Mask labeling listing
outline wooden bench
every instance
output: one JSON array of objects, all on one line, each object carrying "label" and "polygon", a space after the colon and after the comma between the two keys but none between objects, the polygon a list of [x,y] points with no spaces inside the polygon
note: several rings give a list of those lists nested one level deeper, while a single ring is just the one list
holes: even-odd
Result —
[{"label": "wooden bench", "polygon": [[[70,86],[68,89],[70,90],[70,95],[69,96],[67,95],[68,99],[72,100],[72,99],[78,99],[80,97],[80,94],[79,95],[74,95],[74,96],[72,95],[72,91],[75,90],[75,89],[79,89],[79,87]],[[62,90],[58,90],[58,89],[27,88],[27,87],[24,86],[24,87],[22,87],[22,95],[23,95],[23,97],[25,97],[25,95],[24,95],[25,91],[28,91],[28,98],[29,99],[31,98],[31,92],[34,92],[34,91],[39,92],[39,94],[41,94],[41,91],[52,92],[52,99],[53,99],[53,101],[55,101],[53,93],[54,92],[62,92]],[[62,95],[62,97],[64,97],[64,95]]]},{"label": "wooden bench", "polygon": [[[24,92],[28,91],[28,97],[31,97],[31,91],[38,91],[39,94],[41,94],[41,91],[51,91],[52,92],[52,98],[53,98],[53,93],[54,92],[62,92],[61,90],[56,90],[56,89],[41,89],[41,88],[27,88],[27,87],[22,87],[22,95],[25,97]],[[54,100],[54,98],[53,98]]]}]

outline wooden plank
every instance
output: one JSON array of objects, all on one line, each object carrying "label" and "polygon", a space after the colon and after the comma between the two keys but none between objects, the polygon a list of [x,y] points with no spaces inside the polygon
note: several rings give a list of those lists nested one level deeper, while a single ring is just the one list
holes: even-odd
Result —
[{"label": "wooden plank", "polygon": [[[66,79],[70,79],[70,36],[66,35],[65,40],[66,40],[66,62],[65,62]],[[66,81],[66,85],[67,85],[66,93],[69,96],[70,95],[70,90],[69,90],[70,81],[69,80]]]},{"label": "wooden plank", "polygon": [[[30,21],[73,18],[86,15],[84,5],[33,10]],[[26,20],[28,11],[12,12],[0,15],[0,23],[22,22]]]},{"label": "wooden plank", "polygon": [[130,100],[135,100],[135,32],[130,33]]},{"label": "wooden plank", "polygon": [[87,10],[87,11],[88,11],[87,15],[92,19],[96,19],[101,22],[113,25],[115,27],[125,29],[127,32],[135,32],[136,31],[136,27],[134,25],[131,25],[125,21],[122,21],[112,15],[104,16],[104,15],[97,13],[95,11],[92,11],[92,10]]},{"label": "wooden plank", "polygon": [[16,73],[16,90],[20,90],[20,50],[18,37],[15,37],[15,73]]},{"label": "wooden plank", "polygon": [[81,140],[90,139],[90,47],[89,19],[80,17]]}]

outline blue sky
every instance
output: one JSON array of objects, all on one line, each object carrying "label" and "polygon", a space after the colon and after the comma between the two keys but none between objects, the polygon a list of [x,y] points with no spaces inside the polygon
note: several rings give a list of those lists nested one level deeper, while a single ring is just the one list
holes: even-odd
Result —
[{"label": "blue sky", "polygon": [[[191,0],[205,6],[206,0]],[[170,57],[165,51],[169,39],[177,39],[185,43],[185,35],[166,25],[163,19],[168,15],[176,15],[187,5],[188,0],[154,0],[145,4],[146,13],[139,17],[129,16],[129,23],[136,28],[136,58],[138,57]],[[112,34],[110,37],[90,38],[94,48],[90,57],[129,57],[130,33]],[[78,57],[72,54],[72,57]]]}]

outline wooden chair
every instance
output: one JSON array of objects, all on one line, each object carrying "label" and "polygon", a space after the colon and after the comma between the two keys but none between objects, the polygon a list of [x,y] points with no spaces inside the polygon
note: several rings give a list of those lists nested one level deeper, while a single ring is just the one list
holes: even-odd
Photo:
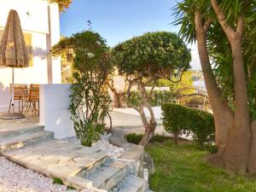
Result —
[{"label": "wooden chair", "polygon": [[23,101],[25,102],[25,114],[28,116],[31,111],[33,115],[39,115],[39,84],[32,84],[28,94],[23,94]]},{"label": "wooden chair", "polygon": [[[12,94],[12,84],[9,85],[10,87],[10,91]],[[23,95],[24,91],[27,90],[26,84],[15,84],[14,85],[14,100],[15,101],[19,101],[19,113],[22,112],[23,109]],[[21,108],[20,108],[20,102],[21,102]],[[9,102],[9,113],[10,112],[11,108],[11,103],[12,103],[12,98],[10,99]],[[21,109],[21,110],[20,110]]]}]

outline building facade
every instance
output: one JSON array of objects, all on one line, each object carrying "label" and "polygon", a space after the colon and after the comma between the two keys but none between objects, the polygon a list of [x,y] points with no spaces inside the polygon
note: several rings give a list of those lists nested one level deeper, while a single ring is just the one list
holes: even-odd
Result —
[{"label": "building facade", "polygon": [[[60,40],[58,4],[48,0],[0,0],[0,39],[9,10],[15,9],[31,58],[29,67],[15,70],[15,84],[61,84],[61,60],[49,54]],[[0,67],[0,112],[9,108],[11,81],[11,68]]]}]

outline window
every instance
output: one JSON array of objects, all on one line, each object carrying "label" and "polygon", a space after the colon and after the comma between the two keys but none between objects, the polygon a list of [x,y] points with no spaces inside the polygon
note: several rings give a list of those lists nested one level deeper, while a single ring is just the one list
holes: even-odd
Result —
[{"label": "window", "polygon": [[[2,43],[2,38],[3,38],[3,31],[0,30],[0,43]],[[29,67],[33,66],[33,56],[32,56],[32,34],[24,32],[24,39],[26,45],[26,49],[29,55]]]}]

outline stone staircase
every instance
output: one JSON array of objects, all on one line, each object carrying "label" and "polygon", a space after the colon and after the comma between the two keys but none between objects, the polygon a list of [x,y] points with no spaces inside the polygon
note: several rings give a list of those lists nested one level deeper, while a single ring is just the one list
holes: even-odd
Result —
[{"label": "stone staircase", "polygon": [[49,177],[60,177],[78,189],[145,192],[146,180],[135,176],[130,160],[112,159],[106,152],[54,138],[42,125],[0,130],[0,154]]}]

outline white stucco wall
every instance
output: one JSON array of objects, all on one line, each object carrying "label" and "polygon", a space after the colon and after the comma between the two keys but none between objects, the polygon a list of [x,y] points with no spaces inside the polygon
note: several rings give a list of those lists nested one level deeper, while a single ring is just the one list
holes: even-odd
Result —
[{"label": "white stucco wall", "polygon": [[[32,34],[33,67],[15,69],[15,83],[61,83],[61,61],[49,55],[51,46],[60,39],[58,5],[45,0],[0,0],[0,30],[4,28],[9,10],[15,9],[22,30]],[[8,108],[11,77],[10,68],[0,67],[0,112]]]},{"label": "white stucco wall", "polygon": [[70,84],[40,85],[40,124],[55,138],[75,136],[68,110]]}]

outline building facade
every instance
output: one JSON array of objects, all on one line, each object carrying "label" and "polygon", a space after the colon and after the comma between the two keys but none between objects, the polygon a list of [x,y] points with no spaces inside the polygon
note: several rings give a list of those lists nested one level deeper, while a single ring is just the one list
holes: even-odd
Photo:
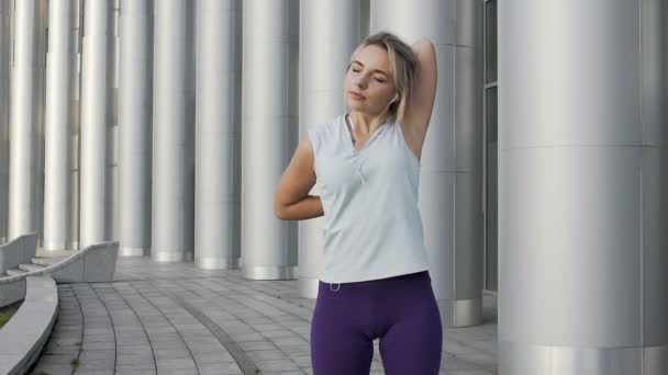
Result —
[{"label": "building facade", "polygon": [[[504,375],[668,373],[668,1],[0,0],[0,241],[299,281],[274,193],[357,44],[430,37],[420,211],[447,327]],[[314,186],[311,194],[318,194]]]}]

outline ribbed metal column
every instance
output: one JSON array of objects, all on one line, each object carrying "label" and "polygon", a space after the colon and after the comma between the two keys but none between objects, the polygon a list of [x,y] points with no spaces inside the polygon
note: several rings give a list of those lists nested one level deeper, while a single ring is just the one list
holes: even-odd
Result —
[{"label": "ribbed metal column", "polygon": [[81,77],[80,247],[110,239],[111,186],[107,172],[110,144],[111,3],[86,1]]},{"label": "ribbed metal column", "polygon": [[[345,111],[344,79],[350,54],[366,36],[363,4],[356,0],[307,0],[300,8],[300,113],[299,138],[309,126]],[[318,185],[310,195],[320,195]],[[324,251],[324,219],[299,221],[299,294],[318,296]]]},{"label": "ribbed metal column", "polygon": [[193,10],[155,2],[152,257],[191,261],[194,247]]},{"label": "ribbed metal column", "polygon": [[70,220],[71,1],[51,0],[46,55],[44,250],[65,250]]},{"label": "ribbed metal column", "polygon": [[0,243],[7,241],[9,188],[10,0],[0,0]]},{"label": "ribbed metal column", "polygon": [[194,261],[236,269],[241,253],[242,2],[197,3]]},{"label": "ribbed metal column", "polygon": [[82,55],[82,35],[84,31],[84,0],[73,0],[73,43],[70,45],[73,59],[70,61],[70,80],[71,80],[71,102],[70,102],[70,170],[69,170],[69,186],[70,186],[70,242],[68,249],[76,250],[79,248],[79,149],[81,140],[81,55]]},{"label": "ribbed metal column", "polygon": [[42,228],[44,1],[14,2],[11,78],[9,238]]},{"label": "ribbed metal column", "polygon": [[297,221],[274,215],[298,140],[299,1],[244,1],[242,275],[296,279]]},{"label": "ribbed metal column", "polygon": [[[109,1],[109,0],[108,0]],[[111,0],[109,27],[109,128],[107,133],[107,177],[108,193],[104,197],[107,206],[107,237],[113,240],[119,238],[119,19],[121,0]]]},{"label": "ribbed metal column", "polygon": [[666,4],[499,2],[502,375],[668,374]]},{"label": "ribbed metal column", "polygon": [[119,56],[119,253],[151,253],[153,0],[123,0]]},{"label": "ribbed metal column", "polygon": [[482,311],[481,3],[371,0],[370,32],[430,37],[438,87],[422,149],[420,212],[430,274],[447,327],[479,325]]}]

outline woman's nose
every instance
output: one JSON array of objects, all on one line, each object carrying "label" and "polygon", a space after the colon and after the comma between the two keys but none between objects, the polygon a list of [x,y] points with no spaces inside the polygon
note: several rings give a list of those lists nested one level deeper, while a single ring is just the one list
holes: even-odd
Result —
[{"label": "woman's nose", "polygon": [[355,79],[355,86],[357,86],[359,88],[364,88],[366,84],[367,83],[364,78],[360,77],[360,78]]}]

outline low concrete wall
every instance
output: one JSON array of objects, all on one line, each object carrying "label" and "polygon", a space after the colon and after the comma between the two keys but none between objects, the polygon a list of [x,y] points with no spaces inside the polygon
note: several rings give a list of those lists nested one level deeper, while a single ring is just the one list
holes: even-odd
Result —
[{"label": "low concrete wall", "polygon": [[14,316],[0,329],[0,374],[25,374],[48,339],[58,310],[53,277],[27,276],[27,294]]},{"label": "low concrete wall", "polygon": [[21,263],[30,263],[37,250],[38,234],[22,235],[0,245],[0,275]]},{"label": "low concrete wall", "polygon": [[42,270],[0,277],[0,307],[23,299],[26,276],[49,275],[56,283],[111,282],[118,255],[118,241],[96,243]]}]

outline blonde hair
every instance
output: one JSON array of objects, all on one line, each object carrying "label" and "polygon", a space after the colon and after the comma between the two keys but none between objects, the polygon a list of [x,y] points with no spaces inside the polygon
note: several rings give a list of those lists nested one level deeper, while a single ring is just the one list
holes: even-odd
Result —
[{"label": "blonde hair", "polygon": [[[415,53],[410,45],[397,35],[381,31],[369,35],[361,41],[352,56],[355,56],[357,52],[369,45],[382,47],[388,53],[390,60],[390,79],[394,83],[399,100],[390,104],[386,114],[386,120],[401,123],[417,76],[417,58]],[[350,69],[350,65],[352,61],[348,63],[346,71]]]}]

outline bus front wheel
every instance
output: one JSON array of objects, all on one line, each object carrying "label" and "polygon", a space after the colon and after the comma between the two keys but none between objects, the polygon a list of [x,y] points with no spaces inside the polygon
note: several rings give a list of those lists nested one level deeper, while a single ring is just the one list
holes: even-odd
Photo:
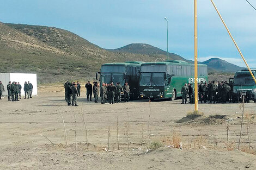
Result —
[{"label": "bus front wheel", "polygon": [[174,100],[176,99],[176,91],[175,89],[173,89],[173,95],[170,98],[171,100]]}]

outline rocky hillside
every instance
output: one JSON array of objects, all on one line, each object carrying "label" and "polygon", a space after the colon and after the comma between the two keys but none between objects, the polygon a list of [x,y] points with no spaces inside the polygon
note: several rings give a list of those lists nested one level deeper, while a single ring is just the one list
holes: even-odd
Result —
[{"label": "rocky hillside", "polygon": [[243,69],[242,67],[219,58],[211,58],[207,61],[202,62],[202,64],[207,65],[208,66],[208,70],[210,71],[232,73]]},{"label": "rocky hillside", "polygon": [[[146,43],[131,43],[119,48],[108,49],[108,51],[148,55],[158,58],[158,61],[166,60],[167,54],[167,52]],[[183,60],[191,62],[191,61],[187,60],[179,55],[172,53],[169,53],[169,59]]]},{"label": "rocky hillside", "polygon": [[39,83],[94,77],[102,64],[155,61],[139,54],[109,52],[69,31],[0,22],[0,72],[37,73]]}]

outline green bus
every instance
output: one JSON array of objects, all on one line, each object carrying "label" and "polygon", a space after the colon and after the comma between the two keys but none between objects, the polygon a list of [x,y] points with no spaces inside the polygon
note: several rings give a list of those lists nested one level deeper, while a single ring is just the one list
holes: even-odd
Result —
[{"label": "green bus", "polygon": [[[254,77],[256,77],[256,69],[252,69],[251,71]],[[234,82],[232,95],[233,103],[239,100],[241,102],[243,95],[245,96],[246,102],[252,100],[256,103],[256,84],[248,70],[236,72],[234,80],[231,81]]]},{"label": "green bus", "polygon": [[[125,82],[130,86],[131,99],[139,96],[139,72],[142,61],[106,63],[101,65],[100,72],[96,73],[96,79],[102,83],[120,83],[123,86]],[[99,77],[99,75],[100,75]]]},{"label": "green bus", "polygon": [[[140,97],[175,99],[182,96],[185,83],[194,84],[193,64],[180,60],[145,62],[141,65],[139,77]],[[208,81],[207,65],[198,65],[198,79]]]}]

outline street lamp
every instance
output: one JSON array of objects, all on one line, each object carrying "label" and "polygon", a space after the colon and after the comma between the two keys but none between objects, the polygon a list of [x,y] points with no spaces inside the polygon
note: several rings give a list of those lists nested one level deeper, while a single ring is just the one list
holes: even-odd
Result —
[{"label": "street lamp", "polygon": [[169,52],[168,51],[168,20],[167,18],[165,17],[164,20],[166,20],[166,29],[167,29],[167,60],[169,60]]}]

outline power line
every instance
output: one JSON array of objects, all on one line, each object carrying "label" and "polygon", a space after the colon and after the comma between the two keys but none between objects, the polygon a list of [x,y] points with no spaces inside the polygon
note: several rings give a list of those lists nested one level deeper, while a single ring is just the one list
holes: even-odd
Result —
[{"label": "power line", "polygon": [[246,1],[248,2],[248,3],[250,4],[250,5],[252,6],[252,7],[253,8],[253,9],[256,11],[256,8],[255,8],[254,7],[253,7],[253,5],[252,5],[252,4],[249,2],[249,1],[248,1],[247,0],[245,0],[245,1]]}]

__Aim__
Please copy the listing above word for word, from the line holding "outline street lamp" through the end of the listing, inclusive.

__Task output__
outline street lamp
every instance
output: one JSON array of objects, all on one line, each object carrying "label" and "polygon", a space after the colon and after the comma between the two keys but none between objects, the polygon a list of [x,y] points with no spaces inside the polygon
note: several rings give a list of those lists nested one level deeper, while a single ring is just the one list
holes: even-odd
Result —
[{"label": "street lamp", "polygon": [[169,52],[168,51],[168,20],[167,18],[165,17],[164,20],[166,20],[166,29],[167,29],[167,60],[169,60]]}]

outline power line
every instance
output: one JSON array of objects, all on one line, each object carrying "label" and "polygon", a space after the colon and after the comma between the two keys but none between objects, the polygon a list of [x,y] points with no spaces inside the polygon
note: several rings give a list of those lists nested one level deeper, while a single ring is just the one list
holes: even-odd
Result —
[{"label": "power line", "polygon": [[246,1],[248,2],[248,3],[250,4],[250,5],[252,6],[252,7],[253,8],[253,9],[256,11],[256,8],[255,8],[254,7],[253,7],[253,5],[252,5],[252,4],[249,2],[249,1],[248,1],[247,0],[245,0],[245,1]]}]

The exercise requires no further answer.